• _Problems to work on_:
**A.** List every distinct year that appears in the blog posts, in order from earliest to latest.
**B.** From the blog posts, copy the passage from "I'm not saying" up to and including "of this policy.".

• _Supplied text_:
■ ■ ■

November 12th, 2011
Remember when Apple made TV adverts styling themselves as opponents of Big Brother. Judging by a recent Employment Tribunal finding, that stance is inoperative:
Crisp, who worked in an Apple Store, posted derogatory statements on Facebook about Apple and its products. The posts were made on a "private" Facebook page and outside of working hours. One of his colleagues, who happened to be a Facebook "friend", saw the comments, printed the posts and passed them to the store manager. Crisp was subsequently dismissed for gross misconduct.
The employment tribunal rejected Crisp's claim for unfair dismissal. [...]
Despite having "private" Facebook settings, the tribunal decided that there was nothing to prevent friends from copying and passing on Crisp's comments, so he was unable to rely on the right to privacy contained in Article 8 of the European Convention on Human Rights (covered in the UK by the Human Rights Act 1998). He retained his right to freedom of expression under Article 10, but Apple successfully argued that it was justified and proportionate to limit this right in order to protect its commercial reputation against potentially damaging posts.
I'm not saying that the tribunal's findings are wrong in law: apparently Apple Retail's 'social media policy' emphasised that employees were forbidden from posting unfavourable opinions on the company's products on social media sites, so on the face of it the ex-employee was in breach of this policy.
My problem is threefold:
- With the tribunal, for apparently holding that even though the employee used Facebook's privacy controls to restrict access to his comments the fact that someone could have copied-and-pasted the text of those comments negated his right to privacy.1 By that logic, if he'd been talking to a couple of friends in a pub or in his home, the fact that one of his pals could have surreptitiously recorded his comments using their smartphone renders those comments public too. This is a terribly bad idea.
- With Apple Retail, for trying to gag their employees outside working hours. I don't doubt that their social media policy bans derogatory comments from employees. I just think that a) they shouldn't be trying to control what employees do when they're not at work, and b) they need to distinguish between genuinely public expressions of dissatisfaction and private letting-off of steam.
- With the little shit who ratted on his 'friend'2 to his Apple Store bosses.
- I'd be more well-disposed towards the finding if they'd held that Facebook's policy of frequently expanding the boundaries of what portions of a user's content is publicly available means that a Facebook user couldn't be sure how long private postings would remain private! ↩
- Yet another demonstration of how unsuited that term is to the way social networking actually works. ↩
July 25th, 2011
The story of the murder of John Beckley on Clapham Common in 1953 encompasses knife crime, the coining of the phrase 'Teddy Boy', and a barrister by the name of Christmas Humphreys:
[Senior counsel for the prosecution] Humphreys wasn't your usual common or garden barrister, he was also the author of many works on Mahayana Buddhism. In fact Penguin had published his book Buddhism: An Introduction and Guide just two years previously in 1951 and has, somewhere in the world, remained in print ever since. Indeed Humphreys had founded the Buddhist Society in London in 1924 (it still exists and is now one of the oldest Buddhist organisations outside Asia) and was the most notable Buddhist in the country.
By the time of the Michael John Davies trial in the autumn of 1953 Christmas Humphreys had already had an extraordinary year. If he had been the sort of person who worried about what people thought of him (and he almost certainly wasn't) he would have wished the upcoming Clapham Common murder trial to be as uncontroversial as possible.

■ ■ ■

Items listed in a dataset
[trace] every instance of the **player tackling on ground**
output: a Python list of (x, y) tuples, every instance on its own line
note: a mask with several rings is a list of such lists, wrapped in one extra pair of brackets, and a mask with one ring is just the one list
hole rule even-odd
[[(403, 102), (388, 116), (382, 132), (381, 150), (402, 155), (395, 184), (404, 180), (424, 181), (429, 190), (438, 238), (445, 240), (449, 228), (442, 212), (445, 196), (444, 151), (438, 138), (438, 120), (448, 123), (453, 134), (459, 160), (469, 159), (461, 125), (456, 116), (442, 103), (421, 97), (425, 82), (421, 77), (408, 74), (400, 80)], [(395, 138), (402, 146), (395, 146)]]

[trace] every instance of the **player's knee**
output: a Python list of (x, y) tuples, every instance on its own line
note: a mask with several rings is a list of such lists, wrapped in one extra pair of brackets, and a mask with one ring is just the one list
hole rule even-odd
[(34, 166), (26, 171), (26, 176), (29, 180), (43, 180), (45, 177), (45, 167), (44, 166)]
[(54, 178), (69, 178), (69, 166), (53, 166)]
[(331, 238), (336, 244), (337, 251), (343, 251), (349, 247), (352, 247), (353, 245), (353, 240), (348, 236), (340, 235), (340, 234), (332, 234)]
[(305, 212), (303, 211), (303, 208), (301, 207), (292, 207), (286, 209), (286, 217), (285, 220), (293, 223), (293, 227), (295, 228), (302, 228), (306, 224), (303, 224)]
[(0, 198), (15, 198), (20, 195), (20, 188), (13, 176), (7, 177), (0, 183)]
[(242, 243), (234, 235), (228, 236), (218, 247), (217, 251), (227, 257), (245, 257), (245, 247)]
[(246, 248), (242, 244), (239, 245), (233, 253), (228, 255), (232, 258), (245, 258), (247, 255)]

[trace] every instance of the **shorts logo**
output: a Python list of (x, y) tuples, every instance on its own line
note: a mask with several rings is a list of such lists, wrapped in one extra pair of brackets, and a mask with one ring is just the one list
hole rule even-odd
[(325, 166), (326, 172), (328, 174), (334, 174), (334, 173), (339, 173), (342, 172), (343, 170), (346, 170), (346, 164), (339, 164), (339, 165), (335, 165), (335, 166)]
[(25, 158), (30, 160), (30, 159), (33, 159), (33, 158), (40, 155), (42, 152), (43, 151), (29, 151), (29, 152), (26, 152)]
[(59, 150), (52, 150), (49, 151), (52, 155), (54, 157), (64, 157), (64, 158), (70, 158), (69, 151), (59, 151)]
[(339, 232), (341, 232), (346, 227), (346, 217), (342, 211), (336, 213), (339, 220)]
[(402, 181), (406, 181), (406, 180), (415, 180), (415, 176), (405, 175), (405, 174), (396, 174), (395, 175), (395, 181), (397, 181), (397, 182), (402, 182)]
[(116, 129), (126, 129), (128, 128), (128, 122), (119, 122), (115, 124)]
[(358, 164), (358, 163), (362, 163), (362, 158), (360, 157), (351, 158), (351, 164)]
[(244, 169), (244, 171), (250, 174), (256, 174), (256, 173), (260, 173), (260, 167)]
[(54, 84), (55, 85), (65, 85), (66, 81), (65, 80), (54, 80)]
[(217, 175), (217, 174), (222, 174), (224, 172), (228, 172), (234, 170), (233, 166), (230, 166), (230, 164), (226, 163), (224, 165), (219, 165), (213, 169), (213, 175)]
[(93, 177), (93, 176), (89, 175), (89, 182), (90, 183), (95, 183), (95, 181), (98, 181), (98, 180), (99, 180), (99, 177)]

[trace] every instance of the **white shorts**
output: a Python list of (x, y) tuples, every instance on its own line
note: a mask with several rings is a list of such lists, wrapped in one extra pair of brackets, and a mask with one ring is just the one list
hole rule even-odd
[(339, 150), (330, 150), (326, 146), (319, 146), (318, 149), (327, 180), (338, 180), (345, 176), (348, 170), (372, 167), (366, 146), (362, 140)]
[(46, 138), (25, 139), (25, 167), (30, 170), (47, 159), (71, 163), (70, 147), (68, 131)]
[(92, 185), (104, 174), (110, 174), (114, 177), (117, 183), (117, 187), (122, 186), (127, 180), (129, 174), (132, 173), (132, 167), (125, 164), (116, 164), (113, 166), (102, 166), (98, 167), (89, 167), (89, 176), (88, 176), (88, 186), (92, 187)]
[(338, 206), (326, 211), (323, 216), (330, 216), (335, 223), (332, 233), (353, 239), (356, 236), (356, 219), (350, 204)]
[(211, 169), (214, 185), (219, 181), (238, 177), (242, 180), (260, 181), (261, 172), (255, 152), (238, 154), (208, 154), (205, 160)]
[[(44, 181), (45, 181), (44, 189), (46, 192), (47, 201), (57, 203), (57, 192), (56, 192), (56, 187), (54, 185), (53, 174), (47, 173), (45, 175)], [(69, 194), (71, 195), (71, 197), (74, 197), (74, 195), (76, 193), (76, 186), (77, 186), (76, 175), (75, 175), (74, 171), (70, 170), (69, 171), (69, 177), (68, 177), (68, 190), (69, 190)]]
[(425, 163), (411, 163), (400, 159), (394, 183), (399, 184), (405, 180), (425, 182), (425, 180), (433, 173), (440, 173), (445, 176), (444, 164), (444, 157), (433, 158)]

■ ■ ■

• _Outputs in order_:
**A.** 1924, 1951, 1953, 1998, 2011

**B.**
I'm not saying that the tribunal's findings are wrong in law: apparently Apple Retail's 'social media policy' emphasised that employees were forbidden from posting unfavourable opinions on the company's products on social media sites, so on the face of it the ex-employee was in breach of this policy.